▶ INSTRUCTIONS TO FOLLOW:
Reproduce the biographical passage about Malaparte word for word.

Throughout his life, Malaparte was a traveller. Occasionally he sent postcards to his dogs. For a relatively long period, he lived with Virginia Agnelli, the widow of the founder of Fiat cars. Malaparte had a great success with women, and after Agnelli, he chased younger women who gave him the stimulus he needed. During the World War II Malaparte worked as a correspondent for Corriere della Sera. He made a sojourn to East Africa in 1939 and spent a short time in Greece, where he wrote a series of articles about human rights abuses. The Fascist and Nazi authorities were not happy with Malaparte's reports, but he was granted exclusive rights to follow the advancing German troops in the Soviet Union in daily articles. Malaparte's correspondence from France in 1940-41 was collected in Il sole è cieco (1947) and from the USSR in 1941-42 in Il Volga nasce in Europa (1943). Nearly all the copies of this edition, published by Bompiani, were destroyed by British bombs. The book was printed again, but this time it was banned and burned by the German authorities. Then it was reprinted in 1951, with a foreword by the author. The reviewer for the Times Literary Supplement said of The Volga Rises in Europe, "...it convincingly confirms Malaparte's right, whatever his faults, to be one of the most brilliant reporters of out time."
Malaparte was in Finland when he heard the news of Mussolini's fall. He returned immediately to Italy, and in July he was taken to the Regina Coeli prison, where he asked the same cell he had occupied in 1933. Malaparte was released in August and he settled in Capri. After the allied landed on the island, he was arrested again – before the end of the war he experienced it several times. In 1944 he hosted in his house Palmiro Togliatti, who drafted his speech for the meeting of the Communist party officials in Naples. During the last months of the war Malaparte worked as the Italian Army Contingent liaison officer with the Allied Command. Under the pseudonym of Gianni Strozzi he published in the leftist magazine L'Unita a series of articles on the liberation of Florence.

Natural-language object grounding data

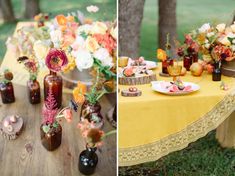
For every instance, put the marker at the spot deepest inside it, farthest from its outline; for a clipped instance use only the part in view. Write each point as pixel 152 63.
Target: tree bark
pixel 167 22
pixel 32 8
pixel 7 11
pixel 130 18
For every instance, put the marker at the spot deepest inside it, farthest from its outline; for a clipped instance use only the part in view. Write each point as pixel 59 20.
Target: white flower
pixel 233 27
pixel 210 34
pixel 99 28
pixel 78 43
pixel 86 28
pixel 92 9
pixel 83 59
pixel 204 28
pixel 56 37
pixel 221 27
pixel 114 33
pixel 40 50
pixel 103 55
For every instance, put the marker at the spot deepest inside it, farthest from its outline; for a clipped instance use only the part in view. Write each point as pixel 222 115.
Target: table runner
pixel 153 125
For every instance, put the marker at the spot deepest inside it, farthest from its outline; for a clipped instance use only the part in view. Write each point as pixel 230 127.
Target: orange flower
pixel 78 97
pixel 81 87
pixel 161 54
pixel 61 20
pixel 70 18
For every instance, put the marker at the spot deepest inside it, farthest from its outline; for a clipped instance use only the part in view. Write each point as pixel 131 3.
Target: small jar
pixel 187 62
pixel 52 139
pixel 7 93
pixel 55 83
pixel 216 74
pixel 34 91
pixel 165 64
pixel 88 160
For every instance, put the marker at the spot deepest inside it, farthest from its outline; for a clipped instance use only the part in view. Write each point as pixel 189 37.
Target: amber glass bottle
pixel 7 93
pixel 55 83
pixel 34 91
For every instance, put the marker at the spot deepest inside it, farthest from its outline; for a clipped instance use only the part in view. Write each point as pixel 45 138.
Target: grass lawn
pixel 107 12
pixel 204 157
pixel 191 14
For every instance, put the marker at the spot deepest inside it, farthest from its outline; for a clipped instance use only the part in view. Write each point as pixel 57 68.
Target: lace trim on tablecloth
pixel 177 141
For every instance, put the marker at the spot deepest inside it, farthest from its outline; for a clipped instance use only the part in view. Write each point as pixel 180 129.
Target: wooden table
pixel 26 156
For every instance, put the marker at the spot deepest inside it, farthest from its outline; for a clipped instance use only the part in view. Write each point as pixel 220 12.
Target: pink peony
pixel 68 114
pixel 56 60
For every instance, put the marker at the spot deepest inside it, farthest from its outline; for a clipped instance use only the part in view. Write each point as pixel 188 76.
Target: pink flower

▶ RESPONSE AREA:
Throughout his life, Malaparte was a traveller. Occasionally he sent postcards to his dogs. For a relatively long period, he lived with Virginia Agnelli, the widow of the founder of Fiat cars. Malaparte had a great success with women, and after Agnelli, he chased younger women who gave him the stimulus he needed. During the World War II Malaparte worked as a correspondent for Corriere della Sera. He made a sojourn to East Africa in 1939 and spent a short time in Greece, where he wrote a series of articles about human rights abuses. The Fascist and Nazi authorities were not happy with Malaparte's reports, but he was granted exclusive rights to follow the advancing German troops in the Soviet Union in daily articles. Malaparte's correspondence from France in 1940-41 was collected in Il sole è cieco (1947) and from the USSR in 1941-42 in Il Volga nasce in Europa (1943). Nearly all the copies of this edition, published by Bompiani, were destroyed by British bombs. The book was printed again, but this time it was banned and burned by the German authorities. Then it was reprinted in 1951, with a foreword by the author. The reviewer for the Times Literary Supplement said of The Volga Rises in Europe, "...it convincingly confirms Malaparte's right, whatever his faults, to be one of the most brilliant reporters of out time."
Malaparte was in Finland when he heard the news of Mussolini's fall. He returned immediately to Italy, and in July he was taken to the Regina Coeli prison, where he asked the same cell he had occupied in 1933. Malaparte was released in August and he settled in Capri. After the allied landed on the island, he was arrested again – before the end of the war he experienced it several times. In 1944 he hosted in his house Palmiro Togliatti, who drafted his speech for the meeting of the Communist party officials in Naples. During the last months of the war Malaparte worked as the Italian Army Contingent liaison officer with the Allied Command. Under the pseudonym of Gianni Strozzi he published in the leftist magazine L'Unita a series of articles on the liberation of Florence.